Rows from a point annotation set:
┄┄┄┄┄┄┄┄┄┄
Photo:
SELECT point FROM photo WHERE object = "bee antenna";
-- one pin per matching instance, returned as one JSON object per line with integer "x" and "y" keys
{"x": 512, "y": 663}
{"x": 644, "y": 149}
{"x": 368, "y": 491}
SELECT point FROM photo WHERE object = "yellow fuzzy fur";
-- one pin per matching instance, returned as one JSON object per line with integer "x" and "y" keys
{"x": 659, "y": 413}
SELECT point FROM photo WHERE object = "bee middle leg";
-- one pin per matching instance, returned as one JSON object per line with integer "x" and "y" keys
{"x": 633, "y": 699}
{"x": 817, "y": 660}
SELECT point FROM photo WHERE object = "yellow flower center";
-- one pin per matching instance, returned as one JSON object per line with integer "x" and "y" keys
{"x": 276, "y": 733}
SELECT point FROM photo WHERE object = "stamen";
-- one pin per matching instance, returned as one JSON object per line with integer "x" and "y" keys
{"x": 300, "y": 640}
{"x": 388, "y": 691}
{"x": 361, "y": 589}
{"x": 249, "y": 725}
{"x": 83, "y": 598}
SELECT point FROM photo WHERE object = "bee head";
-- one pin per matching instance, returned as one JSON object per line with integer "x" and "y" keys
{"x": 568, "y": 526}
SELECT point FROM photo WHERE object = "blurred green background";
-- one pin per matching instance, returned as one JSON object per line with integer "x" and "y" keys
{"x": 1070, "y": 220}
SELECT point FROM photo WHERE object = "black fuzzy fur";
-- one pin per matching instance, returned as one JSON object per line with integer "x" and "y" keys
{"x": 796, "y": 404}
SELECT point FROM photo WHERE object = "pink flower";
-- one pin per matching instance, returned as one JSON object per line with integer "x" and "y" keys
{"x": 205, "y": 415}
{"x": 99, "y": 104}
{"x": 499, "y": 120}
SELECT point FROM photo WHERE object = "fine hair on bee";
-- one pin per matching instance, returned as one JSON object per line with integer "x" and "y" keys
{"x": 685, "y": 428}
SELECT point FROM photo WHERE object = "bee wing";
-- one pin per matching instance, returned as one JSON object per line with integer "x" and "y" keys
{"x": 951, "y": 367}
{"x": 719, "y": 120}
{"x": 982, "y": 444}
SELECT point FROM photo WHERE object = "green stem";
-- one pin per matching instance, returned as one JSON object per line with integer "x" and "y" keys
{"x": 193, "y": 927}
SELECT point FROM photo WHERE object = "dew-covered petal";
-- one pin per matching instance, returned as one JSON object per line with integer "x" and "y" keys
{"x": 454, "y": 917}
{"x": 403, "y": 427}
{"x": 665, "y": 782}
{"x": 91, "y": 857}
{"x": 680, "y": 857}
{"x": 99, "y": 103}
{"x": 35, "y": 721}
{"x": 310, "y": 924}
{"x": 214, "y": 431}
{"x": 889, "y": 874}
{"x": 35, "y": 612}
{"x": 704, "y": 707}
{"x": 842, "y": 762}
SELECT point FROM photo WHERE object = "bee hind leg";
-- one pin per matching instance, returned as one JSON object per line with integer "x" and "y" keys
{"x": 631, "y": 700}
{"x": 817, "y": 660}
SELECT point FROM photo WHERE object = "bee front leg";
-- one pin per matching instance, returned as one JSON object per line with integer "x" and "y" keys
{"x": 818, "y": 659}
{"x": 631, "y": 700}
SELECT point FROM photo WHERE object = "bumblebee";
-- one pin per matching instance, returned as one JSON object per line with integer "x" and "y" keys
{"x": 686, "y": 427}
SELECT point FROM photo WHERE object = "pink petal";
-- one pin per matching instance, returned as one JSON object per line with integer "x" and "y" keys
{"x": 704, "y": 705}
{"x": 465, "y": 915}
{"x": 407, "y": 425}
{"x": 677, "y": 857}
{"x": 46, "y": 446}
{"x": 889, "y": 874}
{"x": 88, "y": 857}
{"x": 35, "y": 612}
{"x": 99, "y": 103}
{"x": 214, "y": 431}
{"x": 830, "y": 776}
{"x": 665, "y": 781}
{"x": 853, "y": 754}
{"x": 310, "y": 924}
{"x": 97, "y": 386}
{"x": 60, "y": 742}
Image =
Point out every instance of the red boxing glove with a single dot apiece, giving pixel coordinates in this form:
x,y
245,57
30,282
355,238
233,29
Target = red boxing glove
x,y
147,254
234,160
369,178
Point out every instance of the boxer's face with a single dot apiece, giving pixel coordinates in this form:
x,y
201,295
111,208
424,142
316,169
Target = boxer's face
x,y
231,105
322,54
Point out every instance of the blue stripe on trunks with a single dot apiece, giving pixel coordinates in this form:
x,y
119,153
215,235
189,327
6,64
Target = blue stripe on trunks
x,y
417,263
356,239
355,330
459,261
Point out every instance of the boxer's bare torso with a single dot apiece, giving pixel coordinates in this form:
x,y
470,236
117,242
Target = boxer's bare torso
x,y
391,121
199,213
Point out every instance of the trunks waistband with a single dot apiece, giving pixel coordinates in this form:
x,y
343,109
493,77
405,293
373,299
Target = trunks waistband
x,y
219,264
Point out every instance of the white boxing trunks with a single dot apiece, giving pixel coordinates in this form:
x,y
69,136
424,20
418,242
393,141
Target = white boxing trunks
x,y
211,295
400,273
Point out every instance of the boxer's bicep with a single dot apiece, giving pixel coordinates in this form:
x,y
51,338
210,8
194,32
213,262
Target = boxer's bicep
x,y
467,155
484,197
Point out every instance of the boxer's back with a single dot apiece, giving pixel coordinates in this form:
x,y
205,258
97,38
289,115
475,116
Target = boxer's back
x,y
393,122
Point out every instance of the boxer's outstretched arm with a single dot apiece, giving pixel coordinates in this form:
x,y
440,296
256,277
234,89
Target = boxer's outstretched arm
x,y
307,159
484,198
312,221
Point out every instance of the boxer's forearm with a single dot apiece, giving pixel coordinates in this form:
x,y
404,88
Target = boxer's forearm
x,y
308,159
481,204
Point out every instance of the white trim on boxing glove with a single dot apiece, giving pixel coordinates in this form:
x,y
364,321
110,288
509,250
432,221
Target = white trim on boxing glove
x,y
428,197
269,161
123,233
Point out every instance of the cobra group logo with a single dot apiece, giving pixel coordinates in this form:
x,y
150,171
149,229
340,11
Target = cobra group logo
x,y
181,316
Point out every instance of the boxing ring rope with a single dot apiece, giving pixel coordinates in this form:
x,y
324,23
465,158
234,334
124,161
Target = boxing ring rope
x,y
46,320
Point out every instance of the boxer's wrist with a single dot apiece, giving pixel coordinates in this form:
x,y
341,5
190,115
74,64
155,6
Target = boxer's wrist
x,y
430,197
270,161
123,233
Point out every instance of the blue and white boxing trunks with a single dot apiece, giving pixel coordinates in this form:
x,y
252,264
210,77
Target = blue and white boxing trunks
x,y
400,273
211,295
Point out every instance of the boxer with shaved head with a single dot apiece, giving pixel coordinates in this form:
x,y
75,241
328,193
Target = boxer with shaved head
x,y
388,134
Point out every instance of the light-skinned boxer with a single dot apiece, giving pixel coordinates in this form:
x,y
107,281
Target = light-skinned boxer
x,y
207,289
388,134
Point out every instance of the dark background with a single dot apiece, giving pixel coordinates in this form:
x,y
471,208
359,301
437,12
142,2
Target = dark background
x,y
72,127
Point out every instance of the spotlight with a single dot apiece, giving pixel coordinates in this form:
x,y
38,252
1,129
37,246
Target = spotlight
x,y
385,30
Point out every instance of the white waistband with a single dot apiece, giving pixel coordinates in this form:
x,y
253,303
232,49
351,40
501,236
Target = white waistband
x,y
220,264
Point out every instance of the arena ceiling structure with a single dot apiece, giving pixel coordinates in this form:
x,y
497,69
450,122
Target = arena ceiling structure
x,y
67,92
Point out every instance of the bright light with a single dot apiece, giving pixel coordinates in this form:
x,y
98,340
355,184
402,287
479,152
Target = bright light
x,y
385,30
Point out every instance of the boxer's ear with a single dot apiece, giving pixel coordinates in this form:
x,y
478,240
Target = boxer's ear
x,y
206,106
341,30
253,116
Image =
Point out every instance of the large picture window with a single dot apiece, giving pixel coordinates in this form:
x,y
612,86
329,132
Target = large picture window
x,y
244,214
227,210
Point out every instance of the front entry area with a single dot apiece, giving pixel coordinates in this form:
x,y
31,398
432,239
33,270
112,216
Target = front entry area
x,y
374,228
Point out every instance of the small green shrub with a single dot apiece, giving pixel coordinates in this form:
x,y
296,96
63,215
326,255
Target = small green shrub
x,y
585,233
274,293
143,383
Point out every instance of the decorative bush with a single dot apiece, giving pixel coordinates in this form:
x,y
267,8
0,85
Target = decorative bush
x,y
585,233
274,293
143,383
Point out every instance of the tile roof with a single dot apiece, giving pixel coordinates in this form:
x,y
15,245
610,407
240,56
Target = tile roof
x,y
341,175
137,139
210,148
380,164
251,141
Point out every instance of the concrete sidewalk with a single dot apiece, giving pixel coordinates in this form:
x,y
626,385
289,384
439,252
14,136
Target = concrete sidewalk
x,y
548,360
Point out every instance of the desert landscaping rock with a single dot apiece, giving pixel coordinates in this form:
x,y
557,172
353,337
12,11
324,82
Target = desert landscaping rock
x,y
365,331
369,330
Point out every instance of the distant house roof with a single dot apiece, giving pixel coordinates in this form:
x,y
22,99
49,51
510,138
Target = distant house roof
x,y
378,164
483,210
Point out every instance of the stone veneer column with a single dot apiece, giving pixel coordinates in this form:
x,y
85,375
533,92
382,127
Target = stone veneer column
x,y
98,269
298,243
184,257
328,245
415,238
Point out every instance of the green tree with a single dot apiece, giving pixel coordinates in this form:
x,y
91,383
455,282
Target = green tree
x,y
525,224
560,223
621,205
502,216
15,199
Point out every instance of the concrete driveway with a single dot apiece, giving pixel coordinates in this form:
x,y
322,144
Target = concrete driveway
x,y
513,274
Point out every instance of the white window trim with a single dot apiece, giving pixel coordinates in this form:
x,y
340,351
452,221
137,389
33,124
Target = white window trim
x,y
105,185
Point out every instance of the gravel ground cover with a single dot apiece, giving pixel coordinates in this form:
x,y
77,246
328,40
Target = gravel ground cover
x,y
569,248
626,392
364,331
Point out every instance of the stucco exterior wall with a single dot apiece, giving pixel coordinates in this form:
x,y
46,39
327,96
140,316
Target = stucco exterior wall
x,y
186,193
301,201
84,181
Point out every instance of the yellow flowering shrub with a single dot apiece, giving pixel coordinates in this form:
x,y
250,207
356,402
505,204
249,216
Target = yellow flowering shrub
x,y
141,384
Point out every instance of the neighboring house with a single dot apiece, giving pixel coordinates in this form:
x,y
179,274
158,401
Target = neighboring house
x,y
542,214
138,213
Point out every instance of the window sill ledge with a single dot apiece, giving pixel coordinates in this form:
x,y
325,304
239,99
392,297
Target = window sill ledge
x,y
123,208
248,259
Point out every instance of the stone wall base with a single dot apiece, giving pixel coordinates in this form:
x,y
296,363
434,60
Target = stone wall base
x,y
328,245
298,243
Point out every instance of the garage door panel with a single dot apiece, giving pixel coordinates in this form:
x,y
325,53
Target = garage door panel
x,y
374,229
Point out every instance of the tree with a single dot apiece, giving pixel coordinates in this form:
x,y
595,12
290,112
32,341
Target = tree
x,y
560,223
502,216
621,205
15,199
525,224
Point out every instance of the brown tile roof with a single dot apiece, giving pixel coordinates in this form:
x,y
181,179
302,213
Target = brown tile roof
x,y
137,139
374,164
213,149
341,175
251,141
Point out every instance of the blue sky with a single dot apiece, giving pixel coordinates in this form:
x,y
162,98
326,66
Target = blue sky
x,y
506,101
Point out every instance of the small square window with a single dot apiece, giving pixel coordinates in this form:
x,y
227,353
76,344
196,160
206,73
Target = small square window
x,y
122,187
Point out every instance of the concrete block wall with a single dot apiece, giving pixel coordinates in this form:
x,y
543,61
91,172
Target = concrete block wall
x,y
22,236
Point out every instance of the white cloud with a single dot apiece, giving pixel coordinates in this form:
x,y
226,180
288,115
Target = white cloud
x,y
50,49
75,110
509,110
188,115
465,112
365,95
┄┄┄┄┄┄┄┄┄┄
WHAT THE EXERCISE ASKS: Copy the rows from the line with "Point out every instance of the tree" through the end of the rows, requests included. Add -124 to every coordinate in the answers only.

EXPECTED ANSWER:
Point out every instance of the tree with a single dot apiece, giving pixel coordinates in this form:
x,y
595,12
290,112
32,341
Target = tree
x,y
436,99
378,92
497,81
-109,75
401,100
Point out every instance of the brown tile roof with a single dot apiece, giving pixel coordinates in this form:
x,y
181,179
302,213
Target = brown tile roof
x,y
13,15
250,40
89,25
217,51
127,17
Point out every instance of the blue sky with a single dot apiece, giving pixel coordinates in this form:
x,y
162,98
326,66
Target = blue sky
x,y
382,-23
Point out every instance of the small square window with a single dot apiece, giving pixel coordinates in this form:
x,y
227,353
76,344
196,160
206,73
Target = small square window
x,y
-2,63
Point out every instance of the concrete block wall with a single dot apiece, giving pixel coordinates in this form:
x,y
543,61
91,172
Target = concrete block wall
x,y
-102,112
Point out every instance of the white cloud with a single dot apiece, giving pixel coordinates in this form:
x,y
226,180
288,115
Target = white cloud
x,y
-74,-75
-49,-14
385,-14
64,-9
341,-12
241,-29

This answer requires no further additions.